REQUESTS.
[1] In the Polari post, what name did Mary Diana Dods use when living as a man?
[2] Quote the Polari post word for word, from "Paul Burston - feeling" to "how it began...", inclusive.

SELECTED EXTRACT.

__________

Tuesday 24 May 2011

Jaclyn Smith hair, ukelele-playing lesbians and the "Cult of the Clitoris"



Another great time was had by all at Polari last night!

Paul Burston - feeling slightly confused by introducing an evening's entertainment against a backdrop of brilliant sunshine through the panoramic windows of the Festival Hall - promised us a bit of a gender-bending evening, and that is certainly how it began...



Opening the session was the diminutive "faggy genderqueer" Len Lukowska, who regaled us with a rather funny (and very real!) tale of decadent times as the new boy/girl in London:
The morning after the zombie night I overslept. I’d just started a temp job at a library on the other side of London and was meant to be there in half an hour. I had fallen asleep in all my clothes, which was lucky as I had no time to change. I opened Paco’s top drawer, rifled among the condoms and found his deodorant. Lynx Africa. I sprayed it under my armpits, put my shoes on and I was good to go. I still stank of booze.
Familiar stuff.

Next up was the eminent Brighton historian Rose Collis, who is a truly knowledgeable and fascinating writer (her Encyclopaedia of Brighton, full of facts about her beloved city - and a lot of gay history, unsurprisingly - is out now).

Among the tales she recounted was the fascinating life of one Mary Diana Dods, a close friend of Mary Shelley, who decided to fashion an entire life for herself as a man. Calling herself Walter Sholto Douglas (she was not in fact related to the family of Lord Alfred "Bosie" Sholto Douglas, however), she "married" her friend Isabella Robinson, who was pregnant, and with the help of Mary Shelley they moved to France and brought the child up together as "husband" and wife. I was gripped!

__________

INFORMATION PROVIDED.
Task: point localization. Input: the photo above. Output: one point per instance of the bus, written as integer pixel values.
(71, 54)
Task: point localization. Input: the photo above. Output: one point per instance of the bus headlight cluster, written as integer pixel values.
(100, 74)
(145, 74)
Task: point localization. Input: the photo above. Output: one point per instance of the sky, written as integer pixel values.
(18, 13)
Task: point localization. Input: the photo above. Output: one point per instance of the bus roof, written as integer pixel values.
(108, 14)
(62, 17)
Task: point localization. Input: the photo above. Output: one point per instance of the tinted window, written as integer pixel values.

__________

ANSWERS PER TASK.
[1] Walter Sholto Douglas

[2]
Paul Burston - feeling slightly confused by introducing an evening's entertainment against a backdrop of brilliant sunshine through the panoramic windows of the Festival Hall - promised us a bit of a gender-bending evening, and that is certainly how it began...